BEGIN RECORDS SUPPLIED

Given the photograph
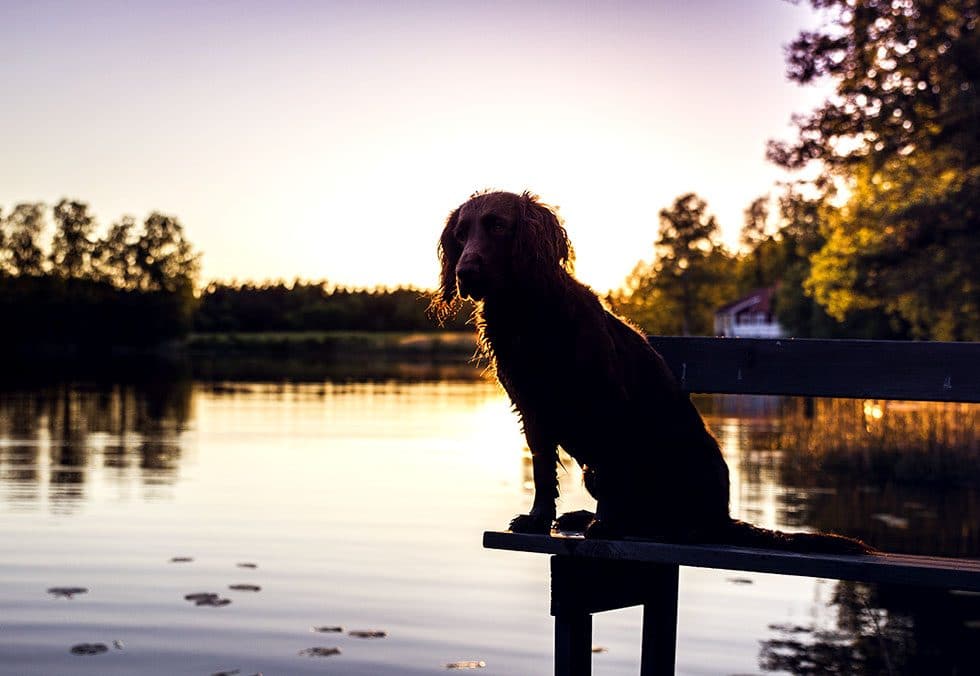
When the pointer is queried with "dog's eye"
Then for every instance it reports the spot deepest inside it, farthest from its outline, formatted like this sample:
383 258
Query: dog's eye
496 225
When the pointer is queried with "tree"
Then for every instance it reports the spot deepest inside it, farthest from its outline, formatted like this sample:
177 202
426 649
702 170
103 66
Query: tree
114 256
163 258
690 275
71 246
754 236
902 137
686 242
23 228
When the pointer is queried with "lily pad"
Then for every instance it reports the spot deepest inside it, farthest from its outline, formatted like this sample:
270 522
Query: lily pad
367 633
318 652
89 649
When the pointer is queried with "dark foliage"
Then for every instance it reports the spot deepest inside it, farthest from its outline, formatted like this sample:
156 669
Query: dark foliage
312 306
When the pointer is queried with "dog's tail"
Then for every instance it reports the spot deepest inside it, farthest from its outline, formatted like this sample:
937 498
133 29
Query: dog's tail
740 533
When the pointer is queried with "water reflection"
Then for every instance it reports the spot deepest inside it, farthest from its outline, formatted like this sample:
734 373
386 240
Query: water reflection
902 476
55 437
320 478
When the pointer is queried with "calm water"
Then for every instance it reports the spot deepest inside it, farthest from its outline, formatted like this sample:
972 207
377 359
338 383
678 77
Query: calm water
363 506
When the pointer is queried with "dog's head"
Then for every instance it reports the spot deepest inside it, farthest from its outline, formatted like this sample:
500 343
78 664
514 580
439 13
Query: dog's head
498 243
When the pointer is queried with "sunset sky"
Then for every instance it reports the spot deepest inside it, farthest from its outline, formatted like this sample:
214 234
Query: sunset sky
330 139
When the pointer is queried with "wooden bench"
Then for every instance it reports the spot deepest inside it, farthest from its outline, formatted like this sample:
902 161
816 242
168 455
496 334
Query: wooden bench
590 576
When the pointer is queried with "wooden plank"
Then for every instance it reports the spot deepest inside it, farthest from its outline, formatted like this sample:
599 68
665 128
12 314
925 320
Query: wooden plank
596 585
870 369
659 652
573 644
926 571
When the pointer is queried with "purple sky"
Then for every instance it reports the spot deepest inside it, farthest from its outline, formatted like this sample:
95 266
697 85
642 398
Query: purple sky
327 139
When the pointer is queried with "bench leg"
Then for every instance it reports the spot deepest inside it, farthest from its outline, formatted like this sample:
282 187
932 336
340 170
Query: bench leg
573 644
660 626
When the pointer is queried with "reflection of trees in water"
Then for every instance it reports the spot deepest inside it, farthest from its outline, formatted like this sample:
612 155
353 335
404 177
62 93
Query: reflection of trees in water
52 437
880 629
902 476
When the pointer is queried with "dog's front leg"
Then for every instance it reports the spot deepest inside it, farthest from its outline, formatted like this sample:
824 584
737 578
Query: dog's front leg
544 463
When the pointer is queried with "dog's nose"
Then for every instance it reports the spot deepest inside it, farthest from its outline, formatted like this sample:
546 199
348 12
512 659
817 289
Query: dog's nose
467 274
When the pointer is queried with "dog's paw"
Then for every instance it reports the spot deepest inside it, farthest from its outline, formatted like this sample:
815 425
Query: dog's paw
528 523
575 522
601 530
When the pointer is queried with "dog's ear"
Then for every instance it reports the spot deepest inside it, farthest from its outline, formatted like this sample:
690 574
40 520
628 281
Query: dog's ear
445 301
542 242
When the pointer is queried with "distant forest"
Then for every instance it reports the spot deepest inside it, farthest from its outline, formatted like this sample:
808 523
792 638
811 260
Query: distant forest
881 241
133 286
314 306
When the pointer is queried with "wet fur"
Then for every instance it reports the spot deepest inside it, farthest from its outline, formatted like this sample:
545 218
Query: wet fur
583 379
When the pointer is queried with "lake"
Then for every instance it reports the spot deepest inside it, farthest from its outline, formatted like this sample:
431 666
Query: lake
361 506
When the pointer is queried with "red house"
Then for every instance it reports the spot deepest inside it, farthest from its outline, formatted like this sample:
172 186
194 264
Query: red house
749 317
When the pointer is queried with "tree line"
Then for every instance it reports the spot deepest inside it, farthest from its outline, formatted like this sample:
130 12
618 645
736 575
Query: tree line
883 241
68 288
314 306
880 241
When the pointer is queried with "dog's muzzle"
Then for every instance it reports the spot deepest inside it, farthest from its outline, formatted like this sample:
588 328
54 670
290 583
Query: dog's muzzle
469 283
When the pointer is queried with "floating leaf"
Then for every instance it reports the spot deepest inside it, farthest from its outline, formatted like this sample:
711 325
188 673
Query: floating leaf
245 587
67 592
467 664
89 649
367 633
319 652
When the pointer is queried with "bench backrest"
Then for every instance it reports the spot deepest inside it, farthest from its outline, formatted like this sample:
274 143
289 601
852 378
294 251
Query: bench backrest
867 369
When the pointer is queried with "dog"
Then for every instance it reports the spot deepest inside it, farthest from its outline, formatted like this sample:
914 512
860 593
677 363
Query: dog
581 378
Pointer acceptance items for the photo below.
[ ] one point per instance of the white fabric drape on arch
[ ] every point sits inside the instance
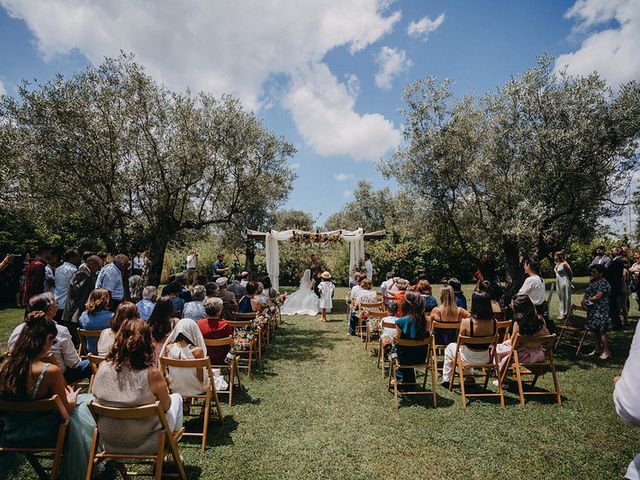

END RECORDS SUPPLIED

Could you restate all of the data above word for word and skip every picture?

◆ **WRITTEN SOLUTION**:
Given the photograph
When the pointer is queried with "dog's eye"
Then for every instance it reports the spot deepest inside it, farthest from its outline, formatted like this sample:
383 258
Query: dog's eye
496 225
When the pointer is queried with "tree"
Then for every instance it reports the spot deepest inside it, farthest from its outline, formatted like this sample:
177 202
426 649
702 170
103 66
Query: tree
114 256
163 258
690 275
71 246
754 236
902 137
686 242
23 228
When the pointer is queried with "lily pad"
Then for every instance it reports the spot deepest inside it, farthest from its outline, formatted like this sample:
270 522
Query: lily pad
367 633
318 652
89 649
When the pointer is queried with "dark foliage"
Then for every instance it reports the spot deepest inside it, farthest from its outline, formatted like this sample:
156 669
Query: dark foliage
312 306
When the pointer is queried with "dog's tail"
Then for every instance it reports the spot deepest inside it, farthest from its outline, formatted like this sample:
937 498
133 29
Query: dog's tail
740 533
When the pointer is queried with "water reflection"
Then for every instance it reports the spot deepest inside it, farthest from its outline, formatted like this sample:
734 373
386 240
Query: water reflection
902 476
55 437
320 478
When the pointer is queried with "calm water"
Then for every instance it reports the spot deepest inside it, farthest from its outline, formatted like this sample:
972 207
377 359
338 383
678 77
Query: calm water
363 506
When the pointer is queried with "dog's head"
Then for every instance it reports the spot deepest inside it, farthest from its outline, formatted like this sample:
500 343
78 664
514 580
439 13
Query: dog's head
498 243
When the pointer is queried with "sunset sky"
Then for every instance it reports the spot deepest inside it, farthest from its outline, formatted like this sample:
214 234
Query: sunset sky
330 139
When the pointer is queried with "wooden bench"
Then for every instance it reports the spot deepest inside it, farthest from its outline, formatted like this sample:
902 161
816 242
168 455
496 334
Query: wooden bench
590 576
When the pointer is queried with "wooden plank"
Then for every instance it reports the spot deepest inside it, farthest from its outline, formatted like this sample:
599 68
665 128
12 314
925 320
Query: wooden plank
596 585
870 369
659 652
573 644
926 571
When the pointer is queried with "purple sky"
Then for every instance it reports the spot deepest inside it, farthest from its outline, formatted like this sample:
95 266
697 85
642 398
Query: purple sky
327 139
When the pointer is queried with "bench leg"
Then for every instance it reports the spot deepest inside it, farthest from its outline, formatted like this sample:
282 187
932 336
340 170
Query: bench leg
573 644
660 626
When the pointer is queried with "reflection of trees in water"
Then for every instance it reports the spot deepest inside it, farthest from its outline, formatted like this sample:
612 155
353 335
404 177
62 93
Query: reflection of trees in water
52 437
880 629
902 476
When the pointer is queried with "dog's front leg"
Then for every instance it reports the spot deepest inside it, farthest from its outline, formatted like this sample:
824 584
737 578
Query: dog's front leg
544 463
When the pointer is queried with "dog's nose"
Then for every instance it reports the spot deepest inside it, farthest from its outline, formatted like this sample:
546 199
348 12
512 659
817 289
Query: dog's nose
467 274
When the pointer is queried with "dog's paw"
Then for every instance it reports the spot deepest inside it, farthest from its outline, formatted like this sample:
815 425
Query: dog's paw
528 523
575 522
601 530
When the pointer is queried with "dog's ear"
Then for every instance it reports the spot deepest inside it, farthest from its outline, formatted like this sample:
690 574
40 520
628 281
Query: dog's ear
445 301
542 242
When the pointer is queried with "distant forest"
Then for every instance it reports the spot deepest inside it, farthest from its outline, formatted like this sample:
808 523
792 638
811 260
Query: distant forest
881 241
133 286
314 306
When the pointer is queried with "wet fur"
Then for every instance it reports the spot deepest inside it, farthest from its outline, formatted like this sample:
545 218
Query: wet fur
583 379
When the pointer is queried with "lake"
Then for every instance it reports the spot deepest inside it, farthest from its outline, formatted like this sample:
431 666
Query: lake
361 506
When the pointer is queried with "red house"
Then for every instance it reports the spot deepest inside it, farthest from its outline, formatted like this sample:
172 186
194 264
Query: red house
749 317
When the pointer is queried with "tree line"
Then for every instance it reports the spot deepest inside it, farthest from its outline, formatted like this sample:
130 12
618 645
736 575
Query: tree line
883 241
68 288
314 306
880 241
When the pointer is queried with "dog's muzzle"
Then for every instance it reports the spot deepest inside it, farthest from its outline, formatted like this sample:
588 328
54 670
290 583
Query: dog's muzzle
469 283
When the pointer is queried with "floating leaf"
Then for every instance it reports the spot deepest inside it, farthest from its outline, formatted like this sample:
711 325
188 673
Query: floating leaf
245 587
67 592
467 664
89 649
367 633
319 652
When the pointer is queried with "bench backrest"
Then for every instance it reports the spot deepest inside it, farthest from its outline, formatted like this sample:
274 143
289 601
852 378
294 251
Query: bench backrest
867 369
When the pointer is queried with "dog"
Then for every instance it reports the spot deepest inside it, farthest from its outline, formatted like this sample:
914 512
860 593
677 363
Query: dog
581 378
Pointer acceptance items for the photo below.
[ ] one point per instance of the white fabric drape on arch
[ ] every point sits inside the instance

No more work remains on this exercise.